*PROBLEM TO SOLVE*
Put the lines below, from the one containing "Outline every instance of the road curve." through the last one, both included, into a JSON list of strings with one string per line. Skip blank lines and leave out the picture.

*STORED DATA*
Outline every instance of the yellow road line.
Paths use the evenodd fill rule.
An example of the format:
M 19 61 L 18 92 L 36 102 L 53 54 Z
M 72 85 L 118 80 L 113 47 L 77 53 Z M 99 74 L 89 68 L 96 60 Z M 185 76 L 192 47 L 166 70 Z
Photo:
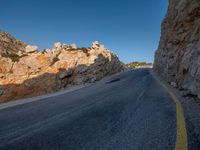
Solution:
M 153 75 L 154 76 L 154 75 Z M 155 76 L 154 76 L 155 77 Z M 169 93 L 171 98 L 176 104 L 176 145 L 175 150 L 188 150 L 188 138 L 186 123 L 182 105 L 176 95 L 172 93 L 169 88 L 162 83 L 157 77 L 156 80 L 164 87 L 164 89 Z

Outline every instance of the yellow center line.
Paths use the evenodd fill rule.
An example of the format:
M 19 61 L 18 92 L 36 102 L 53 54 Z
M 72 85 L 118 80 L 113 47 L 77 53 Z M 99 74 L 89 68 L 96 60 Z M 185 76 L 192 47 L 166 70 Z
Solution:
M 153 75 L 153 74 L 152 74 Z M 174 93 L 172 93 L 169 88 L 162 83 L 155 75 L 154 78 L 164 87 L 164 89 L 169 93 L 171 98 L 176 104 L 176 144 L 175 150 L 188 150 L 188 138 L 187 138 L 187 130 L 186 123 L 182 105 L 180 100 L 176 97 Z

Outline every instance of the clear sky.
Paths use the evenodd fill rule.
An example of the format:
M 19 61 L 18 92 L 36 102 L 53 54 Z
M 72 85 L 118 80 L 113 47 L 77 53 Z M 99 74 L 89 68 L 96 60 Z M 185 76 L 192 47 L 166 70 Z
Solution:
M 168 0 L 0 0 L 0 28 L 42 50 L 95 40 L 127 63 L 152 62 Z

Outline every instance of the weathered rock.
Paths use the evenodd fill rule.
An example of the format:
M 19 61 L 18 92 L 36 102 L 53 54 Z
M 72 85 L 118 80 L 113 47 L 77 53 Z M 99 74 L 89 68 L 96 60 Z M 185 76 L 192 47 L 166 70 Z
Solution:
M 27 45 L 25 48 L 26 53 L 36 52 L 37 50 L 38 50 L 38 47 L 35 45 Z
M 154 70 L 178 88 L 200 95 L 200 1 L 170 0 Z
M 18 61 L 0 55 L 0 102 L 95 82 L 124 69 L 116 55 L 96 46 L 77 48 L 56 43 L 44 52 L 35 52 L 37 48 L 29 46 L 28 51 L 16 51 L 22 54 Z
M 26 43 L 15 39 L 7 32 L 0 30 L 0 55 L 25 51 Z

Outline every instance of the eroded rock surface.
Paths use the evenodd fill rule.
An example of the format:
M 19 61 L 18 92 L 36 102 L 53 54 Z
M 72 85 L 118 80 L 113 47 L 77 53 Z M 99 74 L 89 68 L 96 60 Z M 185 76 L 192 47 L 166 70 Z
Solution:
M 154 70 L 200 98 L 200 1 L 169 0 Z
M 19 40 L 7 33 L 4 36 L 0 43 L 10 48 L 0 47 L 0 102 L 95 82 L 125 69 L 118 57 L 98 42 L 92 48 L 58 42 L 41 52 L 23 42 L 15 45 L 13 41 Z M 9 39 L 6 44 L 4 39 Z

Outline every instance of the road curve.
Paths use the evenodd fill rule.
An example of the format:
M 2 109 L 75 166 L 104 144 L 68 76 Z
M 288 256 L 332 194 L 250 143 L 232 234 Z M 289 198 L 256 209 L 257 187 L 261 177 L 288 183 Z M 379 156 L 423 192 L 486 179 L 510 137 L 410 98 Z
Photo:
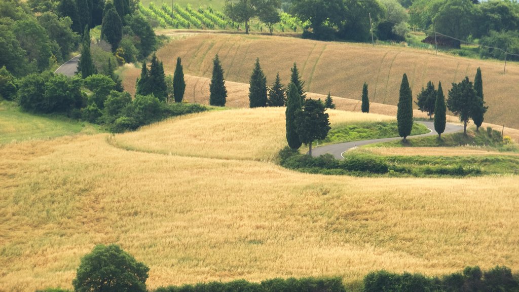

*TASK OUTPUT*
[
  "Outline every instance of the road curve.",
  "Paths use the evenodd fill rule.",
  "An example of the format:",
  "M 2 109 L 75 166 L 104 144 L 68 76 Z",
  "M 288 256 L 332 194 L 250 143 L 232 234 Z M 289 198 L 256 209 L 257 187 L 261 177 L 288 183 Z M 379 156 L 423 192 L 486 179 L 510 137 L 410 98 Z",
  "Photo:"
]